**GOAL**
In the entries below, find the line containing "request: draw the outline of every instance of the **red". Copy it and all lines after it, exactly, through the end.

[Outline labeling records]
============================================================
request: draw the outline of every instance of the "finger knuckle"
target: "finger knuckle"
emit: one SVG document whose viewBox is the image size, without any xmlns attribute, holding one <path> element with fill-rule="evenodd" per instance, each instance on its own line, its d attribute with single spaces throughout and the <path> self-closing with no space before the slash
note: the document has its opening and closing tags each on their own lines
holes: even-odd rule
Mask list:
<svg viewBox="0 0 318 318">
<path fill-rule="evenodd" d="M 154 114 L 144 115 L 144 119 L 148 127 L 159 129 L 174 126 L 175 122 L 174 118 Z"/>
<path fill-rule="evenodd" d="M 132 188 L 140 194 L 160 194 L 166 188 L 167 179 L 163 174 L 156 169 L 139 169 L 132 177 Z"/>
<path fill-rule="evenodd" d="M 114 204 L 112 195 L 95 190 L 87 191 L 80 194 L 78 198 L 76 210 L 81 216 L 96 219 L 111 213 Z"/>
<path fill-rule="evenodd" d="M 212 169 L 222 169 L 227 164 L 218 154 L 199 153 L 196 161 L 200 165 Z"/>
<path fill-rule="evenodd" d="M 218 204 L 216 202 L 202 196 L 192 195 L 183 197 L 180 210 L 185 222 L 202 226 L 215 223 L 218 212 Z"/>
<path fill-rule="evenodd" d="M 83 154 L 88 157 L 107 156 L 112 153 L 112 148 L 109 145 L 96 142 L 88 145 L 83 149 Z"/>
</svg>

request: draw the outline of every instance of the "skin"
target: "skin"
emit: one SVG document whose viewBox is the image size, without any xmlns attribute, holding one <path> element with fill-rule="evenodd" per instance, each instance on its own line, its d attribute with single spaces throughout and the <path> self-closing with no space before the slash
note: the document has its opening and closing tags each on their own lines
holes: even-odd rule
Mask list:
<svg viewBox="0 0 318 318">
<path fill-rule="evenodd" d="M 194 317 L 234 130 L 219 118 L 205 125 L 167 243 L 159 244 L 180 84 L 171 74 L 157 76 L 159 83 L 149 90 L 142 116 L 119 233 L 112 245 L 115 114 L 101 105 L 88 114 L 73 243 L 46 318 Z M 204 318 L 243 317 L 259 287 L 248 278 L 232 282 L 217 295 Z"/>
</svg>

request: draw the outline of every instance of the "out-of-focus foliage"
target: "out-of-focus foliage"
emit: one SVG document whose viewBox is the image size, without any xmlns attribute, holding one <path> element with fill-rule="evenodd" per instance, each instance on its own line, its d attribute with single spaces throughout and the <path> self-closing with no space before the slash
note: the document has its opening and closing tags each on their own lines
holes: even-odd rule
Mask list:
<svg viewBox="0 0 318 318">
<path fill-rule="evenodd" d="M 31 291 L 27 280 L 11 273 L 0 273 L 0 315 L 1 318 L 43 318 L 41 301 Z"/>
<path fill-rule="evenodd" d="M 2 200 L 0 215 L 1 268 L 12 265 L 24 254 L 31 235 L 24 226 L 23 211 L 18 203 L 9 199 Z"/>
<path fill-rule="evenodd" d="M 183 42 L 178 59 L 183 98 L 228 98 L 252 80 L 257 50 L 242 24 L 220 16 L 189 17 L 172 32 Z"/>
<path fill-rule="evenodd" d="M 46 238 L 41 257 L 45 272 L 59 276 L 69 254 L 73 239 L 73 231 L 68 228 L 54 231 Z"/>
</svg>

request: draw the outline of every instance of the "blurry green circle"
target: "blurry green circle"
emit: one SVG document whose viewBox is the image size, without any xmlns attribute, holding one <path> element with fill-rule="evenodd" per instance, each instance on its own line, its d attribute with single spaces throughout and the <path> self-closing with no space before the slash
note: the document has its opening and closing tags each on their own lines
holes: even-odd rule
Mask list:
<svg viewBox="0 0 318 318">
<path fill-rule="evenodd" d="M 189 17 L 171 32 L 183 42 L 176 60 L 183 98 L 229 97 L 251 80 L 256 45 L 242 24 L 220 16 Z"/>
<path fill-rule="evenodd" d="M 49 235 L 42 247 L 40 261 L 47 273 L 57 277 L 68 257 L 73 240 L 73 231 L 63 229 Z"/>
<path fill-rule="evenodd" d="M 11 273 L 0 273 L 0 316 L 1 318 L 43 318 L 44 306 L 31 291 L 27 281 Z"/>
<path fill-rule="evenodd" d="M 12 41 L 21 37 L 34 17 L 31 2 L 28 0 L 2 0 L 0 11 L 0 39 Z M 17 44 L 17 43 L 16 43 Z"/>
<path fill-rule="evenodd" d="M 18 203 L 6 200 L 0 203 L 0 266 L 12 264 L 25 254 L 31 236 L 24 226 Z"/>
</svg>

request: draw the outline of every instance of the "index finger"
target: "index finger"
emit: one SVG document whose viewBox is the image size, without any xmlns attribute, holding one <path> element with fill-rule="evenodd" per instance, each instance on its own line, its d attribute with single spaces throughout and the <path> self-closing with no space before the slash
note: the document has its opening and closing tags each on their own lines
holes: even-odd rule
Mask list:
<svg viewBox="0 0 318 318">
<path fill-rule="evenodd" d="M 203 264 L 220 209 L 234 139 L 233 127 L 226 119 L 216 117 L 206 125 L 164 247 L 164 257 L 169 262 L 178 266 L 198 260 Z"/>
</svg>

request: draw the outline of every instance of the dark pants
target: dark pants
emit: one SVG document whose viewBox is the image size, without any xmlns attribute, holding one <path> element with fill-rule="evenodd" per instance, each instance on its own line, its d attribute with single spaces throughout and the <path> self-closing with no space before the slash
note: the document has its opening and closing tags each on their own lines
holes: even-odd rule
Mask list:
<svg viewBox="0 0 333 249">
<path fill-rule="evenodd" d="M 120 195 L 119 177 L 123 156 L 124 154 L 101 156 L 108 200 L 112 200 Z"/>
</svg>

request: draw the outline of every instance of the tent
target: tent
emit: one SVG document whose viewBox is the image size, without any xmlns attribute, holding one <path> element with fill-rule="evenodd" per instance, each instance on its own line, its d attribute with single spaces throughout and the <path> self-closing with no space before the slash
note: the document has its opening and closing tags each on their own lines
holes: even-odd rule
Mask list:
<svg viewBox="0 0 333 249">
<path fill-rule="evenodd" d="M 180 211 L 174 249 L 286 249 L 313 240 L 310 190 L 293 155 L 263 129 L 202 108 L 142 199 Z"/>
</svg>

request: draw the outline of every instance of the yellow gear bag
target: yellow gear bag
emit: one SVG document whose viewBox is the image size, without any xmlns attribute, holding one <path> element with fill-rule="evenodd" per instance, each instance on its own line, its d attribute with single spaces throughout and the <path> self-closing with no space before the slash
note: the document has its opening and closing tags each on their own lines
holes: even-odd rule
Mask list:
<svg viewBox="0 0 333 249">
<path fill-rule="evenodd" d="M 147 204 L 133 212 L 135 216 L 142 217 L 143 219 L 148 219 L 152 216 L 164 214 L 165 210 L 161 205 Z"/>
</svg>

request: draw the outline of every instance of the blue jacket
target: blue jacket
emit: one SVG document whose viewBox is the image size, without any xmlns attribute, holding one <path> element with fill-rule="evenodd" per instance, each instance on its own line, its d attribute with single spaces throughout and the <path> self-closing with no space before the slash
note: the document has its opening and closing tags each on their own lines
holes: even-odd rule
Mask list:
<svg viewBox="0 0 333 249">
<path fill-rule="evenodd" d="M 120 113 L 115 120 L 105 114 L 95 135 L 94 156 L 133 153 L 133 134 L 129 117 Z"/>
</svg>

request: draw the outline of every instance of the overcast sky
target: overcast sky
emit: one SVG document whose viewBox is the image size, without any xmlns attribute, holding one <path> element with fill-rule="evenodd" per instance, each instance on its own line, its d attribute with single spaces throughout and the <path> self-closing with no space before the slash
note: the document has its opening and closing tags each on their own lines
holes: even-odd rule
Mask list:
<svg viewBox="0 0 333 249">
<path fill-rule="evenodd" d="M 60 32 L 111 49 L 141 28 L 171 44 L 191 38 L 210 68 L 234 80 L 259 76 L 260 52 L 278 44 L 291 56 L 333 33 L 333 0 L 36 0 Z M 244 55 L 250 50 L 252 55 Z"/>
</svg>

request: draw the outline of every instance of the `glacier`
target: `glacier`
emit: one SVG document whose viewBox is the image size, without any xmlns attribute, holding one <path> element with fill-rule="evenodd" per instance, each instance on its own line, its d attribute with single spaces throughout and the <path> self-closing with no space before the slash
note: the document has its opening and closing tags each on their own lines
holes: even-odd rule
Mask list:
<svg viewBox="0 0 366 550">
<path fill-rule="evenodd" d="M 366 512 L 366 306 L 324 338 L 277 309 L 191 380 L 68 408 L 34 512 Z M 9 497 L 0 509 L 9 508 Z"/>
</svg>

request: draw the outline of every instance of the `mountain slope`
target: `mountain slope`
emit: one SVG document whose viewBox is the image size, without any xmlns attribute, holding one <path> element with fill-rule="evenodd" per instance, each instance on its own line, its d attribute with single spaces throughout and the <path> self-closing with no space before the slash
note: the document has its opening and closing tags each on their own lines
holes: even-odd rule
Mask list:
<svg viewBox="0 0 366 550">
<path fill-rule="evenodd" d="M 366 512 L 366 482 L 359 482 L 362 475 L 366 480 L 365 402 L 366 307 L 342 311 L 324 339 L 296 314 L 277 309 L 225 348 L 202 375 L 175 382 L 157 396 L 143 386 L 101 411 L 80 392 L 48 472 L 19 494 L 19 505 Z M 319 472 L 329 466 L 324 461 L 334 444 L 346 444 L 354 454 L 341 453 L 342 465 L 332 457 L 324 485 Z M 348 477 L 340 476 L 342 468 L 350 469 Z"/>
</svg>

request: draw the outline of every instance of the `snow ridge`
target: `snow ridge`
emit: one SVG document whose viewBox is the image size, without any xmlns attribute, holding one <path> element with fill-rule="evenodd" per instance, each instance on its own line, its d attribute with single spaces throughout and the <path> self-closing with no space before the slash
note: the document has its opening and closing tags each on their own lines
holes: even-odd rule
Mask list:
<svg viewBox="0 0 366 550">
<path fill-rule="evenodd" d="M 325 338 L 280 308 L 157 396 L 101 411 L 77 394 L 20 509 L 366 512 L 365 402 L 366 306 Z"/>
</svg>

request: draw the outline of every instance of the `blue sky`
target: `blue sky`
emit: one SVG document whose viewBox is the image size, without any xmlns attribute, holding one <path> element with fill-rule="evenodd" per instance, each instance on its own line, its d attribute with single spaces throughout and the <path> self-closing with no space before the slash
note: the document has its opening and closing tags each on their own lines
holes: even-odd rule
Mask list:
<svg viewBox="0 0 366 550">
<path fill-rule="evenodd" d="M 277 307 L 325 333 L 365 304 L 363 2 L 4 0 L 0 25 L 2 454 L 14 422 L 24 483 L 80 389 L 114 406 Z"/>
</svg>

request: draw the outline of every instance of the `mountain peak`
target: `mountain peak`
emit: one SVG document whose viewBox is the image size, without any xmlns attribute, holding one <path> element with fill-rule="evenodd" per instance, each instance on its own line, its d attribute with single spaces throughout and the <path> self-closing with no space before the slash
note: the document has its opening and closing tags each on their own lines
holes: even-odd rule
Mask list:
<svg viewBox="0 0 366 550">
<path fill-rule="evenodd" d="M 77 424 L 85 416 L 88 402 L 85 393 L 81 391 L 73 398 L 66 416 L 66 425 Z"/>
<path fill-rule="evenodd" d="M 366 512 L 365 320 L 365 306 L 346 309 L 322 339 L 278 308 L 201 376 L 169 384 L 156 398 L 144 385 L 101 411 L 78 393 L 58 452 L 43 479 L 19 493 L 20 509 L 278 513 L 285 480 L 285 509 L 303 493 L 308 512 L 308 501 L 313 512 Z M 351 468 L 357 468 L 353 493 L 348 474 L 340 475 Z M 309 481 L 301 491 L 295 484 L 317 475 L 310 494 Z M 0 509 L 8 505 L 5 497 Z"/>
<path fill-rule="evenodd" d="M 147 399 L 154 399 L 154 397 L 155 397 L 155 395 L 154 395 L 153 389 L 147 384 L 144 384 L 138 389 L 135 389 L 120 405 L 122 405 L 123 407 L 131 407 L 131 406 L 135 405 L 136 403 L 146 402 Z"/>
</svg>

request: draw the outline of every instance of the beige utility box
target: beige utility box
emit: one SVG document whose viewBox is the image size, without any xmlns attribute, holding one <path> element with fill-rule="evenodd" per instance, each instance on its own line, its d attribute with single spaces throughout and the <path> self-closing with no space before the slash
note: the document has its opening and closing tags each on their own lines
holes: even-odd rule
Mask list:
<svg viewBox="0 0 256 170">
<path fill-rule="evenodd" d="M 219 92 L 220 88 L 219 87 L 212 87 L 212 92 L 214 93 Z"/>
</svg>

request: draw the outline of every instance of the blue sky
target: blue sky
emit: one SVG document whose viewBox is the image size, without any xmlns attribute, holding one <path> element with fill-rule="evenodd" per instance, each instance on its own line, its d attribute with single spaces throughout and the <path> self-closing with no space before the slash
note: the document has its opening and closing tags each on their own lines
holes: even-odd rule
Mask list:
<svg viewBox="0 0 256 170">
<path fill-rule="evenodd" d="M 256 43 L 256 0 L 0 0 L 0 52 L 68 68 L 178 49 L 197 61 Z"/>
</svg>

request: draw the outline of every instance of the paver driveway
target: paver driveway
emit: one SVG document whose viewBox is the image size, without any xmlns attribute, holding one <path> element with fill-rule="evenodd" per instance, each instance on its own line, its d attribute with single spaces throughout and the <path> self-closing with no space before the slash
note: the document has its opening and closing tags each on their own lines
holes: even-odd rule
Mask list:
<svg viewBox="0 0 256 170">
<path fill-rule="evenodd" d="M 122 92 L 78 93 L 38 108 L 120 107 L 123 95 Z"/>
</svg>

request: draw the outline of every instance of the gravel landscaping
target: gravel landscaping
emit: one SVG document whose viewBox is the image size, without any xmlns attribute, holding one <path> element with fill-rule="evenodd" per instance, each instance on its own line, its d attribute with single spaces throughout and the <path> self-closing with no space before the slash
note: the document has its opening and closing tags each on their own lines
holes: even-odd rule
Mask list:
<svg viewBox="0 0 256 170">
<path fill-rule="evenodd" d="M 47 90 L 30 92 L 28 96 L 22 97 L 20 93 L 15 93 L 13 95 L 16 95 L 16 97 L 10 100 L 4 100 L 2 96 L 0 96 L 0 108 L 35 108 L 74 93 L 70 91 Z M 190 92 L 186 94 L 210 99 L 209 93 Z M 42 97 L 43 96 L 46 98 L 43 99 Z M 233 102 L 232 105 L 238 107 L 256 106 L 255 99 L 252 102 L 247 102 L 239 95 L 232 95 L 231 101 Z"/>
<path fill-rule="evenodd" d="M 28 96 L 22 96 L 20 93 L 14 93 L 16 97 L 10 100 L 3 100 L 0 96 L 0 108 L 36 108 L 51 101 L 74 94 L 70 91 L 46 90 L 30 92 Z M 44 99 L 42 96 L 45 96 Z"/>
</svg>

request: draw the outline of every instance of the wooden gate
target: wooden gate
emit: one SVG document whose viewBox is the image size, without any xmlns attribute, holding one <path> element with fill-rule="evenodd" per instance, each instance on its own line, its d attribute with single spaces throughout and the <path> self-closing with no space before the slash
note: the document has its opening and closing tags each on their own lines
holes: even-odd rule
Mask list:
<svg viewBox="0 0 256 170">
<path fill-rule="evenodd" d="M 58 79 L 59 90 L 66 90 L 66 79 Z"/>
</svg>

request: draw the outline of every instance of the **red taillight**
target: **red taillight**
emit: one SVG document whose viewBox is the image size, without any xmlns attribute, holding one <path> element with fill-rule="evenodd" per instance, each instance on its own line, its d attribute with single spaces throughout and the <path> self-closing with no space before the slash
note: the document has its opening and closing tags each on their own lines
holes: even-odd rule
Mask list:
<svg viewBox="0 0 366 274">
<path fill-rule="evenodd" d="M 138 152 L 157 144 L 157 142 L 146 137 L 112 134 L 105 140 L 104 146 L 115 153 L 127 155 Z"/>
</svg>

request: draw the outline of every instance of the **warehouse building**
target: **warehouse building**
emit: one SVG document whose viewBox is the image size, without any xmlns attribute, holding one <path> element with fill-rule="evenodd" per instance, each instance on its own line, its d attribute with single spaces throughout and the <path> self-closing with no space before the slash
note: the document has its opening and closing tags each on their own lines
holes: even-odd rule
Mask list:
============================================================
**SOLUTION**
request: draw the outline of every instance of the **red taillight**
target: **red taillight**
emit: one SVG document whose viewBox is the image size, without any xmlns attribute, holding one <path> element with fill-rule="evenodd" per instance, each instance on its own line, its d attribute with single spaces throughout and the <path> self-closing with no space before the slash
note: the document has its opening and closing tags each on their own lines
holes: even-odd rule
Mask list:
<svg viewBox="0 0 366 274">
<path fill-rule="evenodd" d="M 138 152 L 157 144 L 157 142 L 146 137 L 112 134 L 105 140 L 104 146 L 115 153 L 127 155 Z"/>
</svg>

request: draw the outline of every instance of the **warehouse building**
target: **warehouse building**
emit: one SVG document whose viewBox is the image size, without any xmlns attribute, holding one <path> element with fill-rule="evenodd" per instance, each instance on its own line, its d attribute with single spaces throughout and the <path> self-closing with no space before the slash
note: the document has its opening and closing tags each on their own lines
holes: even-odd rule
Mask list:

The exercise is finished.